In [48]:
import pandas as pd

In [49]:
df = pd.read_csv("spotify_millsongdata.csv")

In [50]:
df.head()

Unnamed: 0,artist,song,link,text
0,ABBA,Ahe's My Kind Of Girl,/a/abba/ahes+my+kind+of+girl_20598417.html,"Look at her face, it's a wonderful face \r\nA..."
1,ABBA,"Andante, Andante",/a/abba/andante+andante_20002708.html,"Take it easy with me, please \r\nTouch me gen..."
2,ABBA,As Good As New,/a/abba/as+good+as+new_20003033.html,I'll never know why I had to go \r\nWhy I had...
3,ABBA,Bang,/a/abba/bang_20598415.html,Making somebody happy is a question of give an...
4,ABBA,Bang-A-Boomerang,/a/abba/bang+a+boomerang_20002668.html,Making somebody happy is a question of give an...


In [51]:
df.shape

(57650, 4)

In [52]:
df.isnull().sum()

artist    0
song      0
link      0
text      0
dtype: int64

In [53]:
df = df.sample(5000).drop("link", axis = 1).reset_index(drop=True)
df

Unnamed: 0,artist,song,text
0,Donna Summer,Journey To The Center Of Your Heart,Take me on a journey \r\nOn a journey to the ...
1,Tom Jones,Strange Boat,We're sailing on a strange boat \r\nHeading f...
2,The Killers,Glamorous Indie Rock And Roll,Glamorous \r\nIndie rock'n'roll is what I wan...
3,David Pomeranz,I Learned It All From You,I was a man of convinction \r\nItchin' in pur...
4,Pearl Jam,Severed Hand,"Big man stands behind an open door \r\nSaid, ..."
...,...,...,...
4995,Ween,Even If You Don't,I'm goin' crazy trying to keep you sane \r\nT...
4996,Fiona Apple,Get Gone,How many times do I have to say \r\nTo get aw...
4997,Kirsty Maccoll,Camel Crossing,In a dream of a desolate land \r\nFinding my ...
4998,Lana Del Rey,Dangerous Girl,"He's my drugstore cowboy, \r\nItalian aloic, ..."

Data listing:

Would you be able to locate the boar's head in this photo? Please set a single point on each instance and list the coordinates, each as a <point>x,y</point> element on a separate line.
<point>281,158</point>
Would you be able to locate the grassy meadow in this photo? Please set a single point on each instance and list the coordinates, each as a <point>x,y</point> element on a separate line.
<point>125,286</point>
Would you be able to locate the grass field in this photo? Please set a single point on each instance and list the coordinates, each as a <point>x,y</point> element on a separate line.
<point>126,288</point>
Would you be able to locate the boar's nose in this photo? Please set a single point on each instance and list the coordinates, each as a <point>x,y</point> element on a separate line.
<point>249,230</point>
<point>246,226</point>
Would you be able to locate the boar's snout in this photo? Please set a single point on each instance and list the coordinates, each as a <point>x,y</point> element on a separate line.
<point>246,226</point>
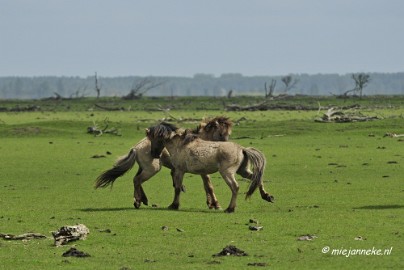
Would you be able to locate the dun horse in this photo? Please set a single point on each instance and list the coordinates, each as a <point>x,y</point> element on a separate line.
<point>216,129</point>
<point>189,154</point>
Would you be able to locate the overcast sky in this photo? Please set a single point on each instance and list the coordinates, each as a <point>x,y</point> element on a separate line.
<point>185,37</point>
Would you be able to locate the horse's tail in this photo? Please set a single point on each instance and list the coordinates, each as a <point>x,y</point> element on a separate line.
<point>122,165</point>
<point>257,160</point>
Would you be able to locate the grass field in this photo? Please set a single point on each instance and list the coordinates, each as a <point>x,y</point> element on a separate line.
<point>337,182</point>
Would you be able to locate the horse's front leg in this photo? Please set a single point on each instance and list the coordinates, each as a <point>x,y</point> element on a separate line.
<point>211,199</point>
<point>177,178</point>
<point>265,195</point>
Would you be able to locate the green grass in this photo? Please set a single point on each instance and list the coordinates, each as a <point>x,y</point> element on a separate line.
<point>335,181</point>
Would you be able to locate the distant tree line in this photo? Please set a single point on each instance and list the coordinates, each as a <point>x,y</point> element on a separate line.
<point>200,85</point>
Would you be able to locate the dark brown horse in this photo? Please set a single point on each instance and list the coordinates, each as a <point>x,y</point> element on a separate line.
<point>189,154</point>
<point>216,129</point>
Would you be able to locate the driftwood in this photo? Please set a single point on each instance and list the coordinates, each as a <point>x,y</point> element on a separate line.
<point>28,108</point>
<point>334,115</point>
<point>70,233</point>
<point>265,106</point>
<point>109,108</point>
<point>25,236</point>
<point>393,135</point>
<point>95,130</point>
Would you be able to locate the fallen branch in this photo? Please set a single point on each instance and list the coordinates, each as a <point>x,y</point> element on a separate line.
<point>109,108</point>
<point>334,115</point>
<point>264,106</point>
<point>393,135</point>
<point>25,236</point>
<point>96,131</point>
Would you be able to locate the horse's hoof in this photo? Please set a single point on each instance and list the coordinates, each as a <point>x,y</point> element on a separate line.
<point>229,210</point>
<point>173,206</point>
<point>214,206</point>
<point>269,198</point>
<point>145,201</point>
<point>136,205</point>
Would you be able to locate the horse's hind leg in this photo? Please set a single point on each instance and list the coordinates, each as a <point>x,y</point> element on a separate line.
<point>177,178</point>
<point>232,183</point>
<point>211,199</point>
<point>139,194</point>
<point>246,173</point>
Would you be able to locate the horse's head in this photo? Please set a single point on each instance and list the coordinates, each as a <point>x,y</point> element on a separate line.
<point>158,135</point>
<point>216,129</point>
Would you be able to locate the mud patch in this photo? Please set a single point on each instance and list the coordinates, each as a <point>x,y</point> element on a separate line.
<point>230,251</point>
<point>70,233</point>
<point>73,252</point>
<point>27,131</point>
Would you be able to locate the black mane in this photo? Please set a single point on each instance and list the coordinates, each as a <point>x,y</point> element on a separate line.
<point>163,129</point>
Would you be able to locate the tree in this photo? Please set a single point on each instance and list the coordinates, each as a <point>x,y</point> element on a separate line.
<point>97,87</point>
<point>361,81</point>
<point>289,82</point>
<point>269,91</point>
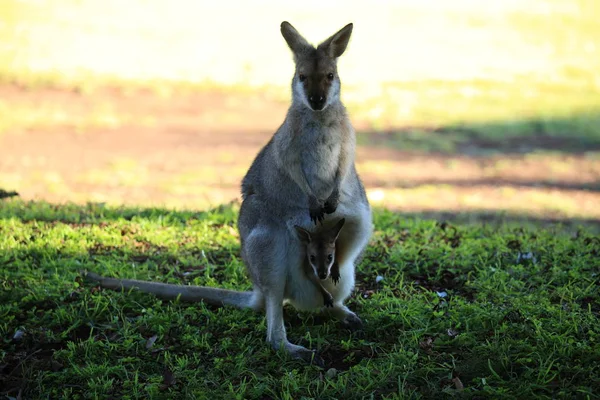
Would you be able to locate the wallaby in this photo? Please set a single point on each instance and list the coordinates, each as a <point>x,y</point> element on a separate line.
<point>305,171</point>
<point>320,263</point>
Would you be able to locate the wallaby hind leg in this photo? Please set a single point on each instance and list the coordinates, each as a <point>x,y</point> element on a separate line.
<point>350,244</point>
<point>268,255</point>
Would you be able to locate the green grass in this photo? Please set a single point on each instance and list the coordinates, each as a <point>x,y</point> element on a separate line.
<point>511,326</point>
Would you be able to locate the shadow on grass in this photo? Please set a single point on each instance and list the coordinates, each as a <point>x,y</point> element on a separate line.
<point>96,213</point>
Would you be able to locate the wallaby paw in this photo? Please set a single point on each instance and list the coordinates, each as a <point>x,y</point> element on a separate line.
<point>328,300</point>
<point>352,322</point>
<point>335,277</point>
<point>331,205</point>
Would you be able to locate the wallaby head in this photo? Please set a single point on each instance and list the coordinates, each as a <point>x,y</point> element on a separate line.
<point>320,247</point>
<point>316,82</point>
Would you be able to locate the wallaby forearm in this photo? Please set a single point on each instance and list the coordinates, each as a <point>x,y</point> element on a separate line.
<point>327,297</point>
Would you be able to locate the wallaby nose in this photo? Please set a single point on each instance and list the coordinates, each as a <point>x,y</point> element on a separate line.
<point>316,102</point>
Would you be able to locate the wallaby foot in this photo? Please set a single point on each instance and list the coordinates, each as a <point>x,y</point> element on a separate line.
<point>304,354</point>
<point>335,272</point>
<point>327,299</point>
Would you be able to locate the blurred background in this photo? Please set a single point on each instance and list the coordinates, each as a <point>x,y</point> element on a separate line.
<point>482,109</point>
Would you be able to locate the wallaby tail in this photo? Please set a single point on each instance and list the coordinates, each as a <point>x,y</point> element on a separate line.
<point>214,296</point>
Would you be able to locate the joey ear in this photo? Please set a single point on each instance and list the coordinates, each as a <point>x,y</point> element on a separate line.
<point>335,231</point>
<point>336,44</point>
<point>294,40</point>
<point>303,234</point>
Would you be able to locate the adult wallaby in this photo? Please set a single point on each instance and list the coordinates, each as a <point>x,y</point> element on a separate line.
<point>303,173</point>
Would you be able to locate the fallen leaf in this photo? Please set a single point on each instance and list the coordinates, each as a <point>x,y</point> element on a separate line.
<point>427,343</point>
<point>151,341</point>
<point>168,378</point>
<point>18,335</point>
<point>56,366</point>
<point>452,333</point>
<point>457,383</point>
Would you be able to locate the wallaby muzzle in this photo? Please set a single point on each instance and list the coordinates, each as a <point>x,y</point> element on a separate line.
<point>317,102</point>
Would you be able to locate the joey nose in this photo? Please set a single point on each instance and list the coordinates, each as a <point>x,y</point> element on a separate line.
<point>316,102</point>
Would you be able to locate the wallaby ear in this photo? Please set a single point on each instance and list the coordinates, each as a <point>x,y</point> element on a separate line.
<point>303,234</point>
<point>296,42</point>
<point>335,231</point>
<point>336,45</point>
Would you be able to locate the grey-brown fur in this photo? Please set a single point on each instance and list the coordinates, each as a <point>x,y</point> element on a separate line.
<point>304,174</point>
<point>319,261</point>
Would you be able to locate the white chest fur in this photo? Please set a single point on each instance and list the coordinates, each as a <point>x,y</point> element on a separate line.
<point>320,157</point>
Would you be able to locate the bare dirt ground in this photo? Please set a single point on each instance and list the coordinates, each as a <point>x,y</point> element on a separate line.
<point>191,149</point>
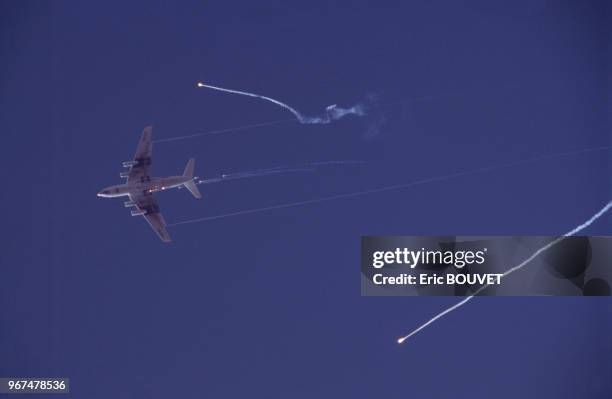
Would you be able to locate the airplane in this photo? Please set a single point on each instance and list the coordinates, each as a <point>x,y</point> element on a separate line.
<point>140,186</point>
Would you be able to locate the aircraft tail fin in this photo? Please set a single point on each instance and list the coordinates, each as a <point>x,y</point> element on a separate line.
<point>190,185</point>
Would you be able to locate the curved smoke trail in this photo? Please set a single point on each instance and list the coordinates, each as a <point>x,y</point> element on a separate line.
<point>332,112</point>
<point>554,242</point>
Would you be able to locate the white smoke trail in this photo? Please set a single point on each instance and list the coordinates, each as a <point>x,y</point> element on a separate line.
<point>392,187</point>
<point>509,271</point>
<point>304,167</point>
<point>332,112</point>
<point>221,131</point>
<point>252,174</point>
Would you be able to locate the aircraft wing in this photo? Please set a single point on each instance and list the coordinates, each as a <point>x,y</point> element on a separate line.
<point>141,170</point>
<point>147,203</point>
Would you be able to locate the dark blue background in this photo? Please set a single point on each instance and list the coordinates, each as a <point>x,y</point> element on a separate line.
<point>268,304</point>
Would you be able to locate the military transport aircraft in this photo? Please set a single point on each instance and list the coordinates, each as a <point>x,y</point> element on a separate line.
<point>140,186</point>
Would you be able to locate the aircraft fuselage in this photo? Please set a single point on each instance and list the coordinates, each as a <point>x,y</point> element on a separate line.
<point>147,185</point>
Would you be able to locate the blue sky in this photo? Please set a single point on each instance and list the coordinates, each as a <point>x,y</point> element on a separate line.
<point>268,304</point>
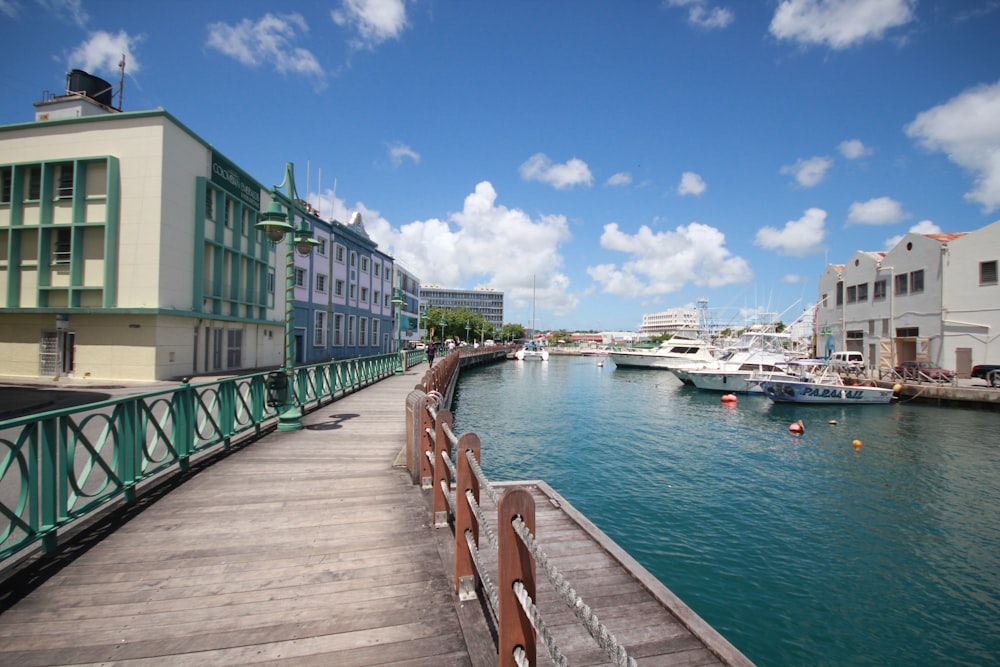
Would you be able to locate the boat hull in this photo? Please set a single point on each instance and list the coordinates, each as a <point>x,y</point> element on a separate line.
<point>812,392</point>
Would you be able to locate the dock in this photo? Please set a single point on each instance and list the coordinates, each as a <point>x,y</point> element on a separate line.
<point>314,547</point>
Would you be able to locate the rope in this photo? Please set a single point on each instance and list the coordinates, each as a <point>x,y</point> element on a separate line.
<point>484,484</point>
<point>484,575</point>
<point>538,623</point>
<point>481,518</point>
<point>597,630</point>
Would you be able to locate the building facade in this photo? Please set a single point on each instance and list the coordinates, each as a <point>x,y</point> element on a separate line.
<point>484,301</point>
<point>129,250</point>
<point>932,297</point>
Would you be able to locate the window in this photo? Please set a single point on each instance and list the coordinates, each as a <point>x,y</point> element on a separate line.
<point>34,183</point>
<point>902,281</point>
<point>65,190</point>
<point>879,290</point>
<point>234,348</point>
<point>62,248</point>
<point>988,273</point>
<point>6,183</point>
<point>319,328</point>
<point>338,329</point>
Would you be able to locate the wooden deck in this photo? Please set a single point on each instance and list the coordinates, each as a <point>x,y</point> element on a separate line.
<point>311,548</point>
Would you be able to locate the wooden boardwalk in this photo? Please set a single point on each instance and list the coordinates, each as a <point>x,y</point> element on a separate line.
<point>311,548</point>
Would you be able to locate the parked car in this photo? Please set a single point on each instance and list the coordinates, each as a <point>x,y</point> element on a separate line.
<point>922,370</point>
<point>988,372</point>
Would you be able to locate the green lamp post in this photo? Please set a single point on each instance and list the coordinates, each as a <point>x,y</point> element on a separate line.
<point>398,302</point>
<point>276,226</point>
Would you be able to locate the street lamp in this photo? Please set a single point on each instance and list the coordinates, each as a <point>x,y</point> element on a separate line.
<point>276,226</point>
<point>398,303</point>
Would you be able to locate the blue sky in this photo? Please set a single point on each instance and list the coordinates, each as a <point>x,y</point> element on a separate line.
<point>612,158</point>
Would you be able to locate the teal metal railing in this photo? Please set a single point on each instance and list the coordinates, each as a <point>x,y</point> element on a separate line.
<point>60,466</point>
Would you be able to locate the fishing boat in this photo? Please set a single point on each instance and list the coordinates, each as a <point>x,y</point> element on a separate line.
<point>823,387</point>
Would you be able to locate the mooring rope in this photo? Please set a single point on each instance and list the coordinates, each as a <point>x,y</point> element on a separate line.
<point>484,575</point>
<point>597,630</point>
<point>538,623</point>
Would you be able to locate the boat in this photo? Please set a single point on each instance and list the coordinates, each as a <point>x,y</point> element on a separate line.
<point>823,387</point>
<point>758,352</point>
<point>678,352</point>
<point>532,352</point>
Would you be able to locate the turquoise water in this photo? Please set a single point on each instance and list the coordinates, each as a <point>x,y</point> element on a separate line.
<point>801,550</point>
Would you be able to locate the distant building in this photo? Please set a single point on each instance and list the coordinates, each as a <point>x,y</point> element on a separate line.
<point>484,301</point>
<point>932,297</point>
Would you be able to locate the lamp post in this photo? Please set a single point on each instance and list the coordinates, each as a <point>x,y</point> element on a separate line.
<point>398,302</point>
<point>275,224</point>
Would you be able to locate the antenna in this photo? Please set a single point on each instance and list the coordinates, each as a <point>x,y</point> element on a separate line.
<point>121,82</point>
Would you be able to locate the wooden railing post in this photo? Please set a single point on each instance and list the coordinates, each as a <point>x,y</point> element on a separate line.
<point>466,575</point>
<point>442,475</point>
<point>514,564</point>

Exercise task:
Can you reproduce the pandas notebook between "2,The Killers,Glamorous Indie" and "you sane \r\nT...", inclusive? The items have no role in this.

Reply to the task:
2,The Killers,Glamorous Indie Rock And Roll,Glamorous \r\nIndie rock'n'roll is what I wan...
3,David Pomeranz,I Learned It All From You,I was a man of convinction \r\nItchin' in pur...
4,Pearl Jam,Severed Hand,"Big man stands behind an open door \r\nSaid, ..."
...,...,...,...
4995,Ween,Even If You Don't,I'm goin' crazy trying to keep you sane \r\nT...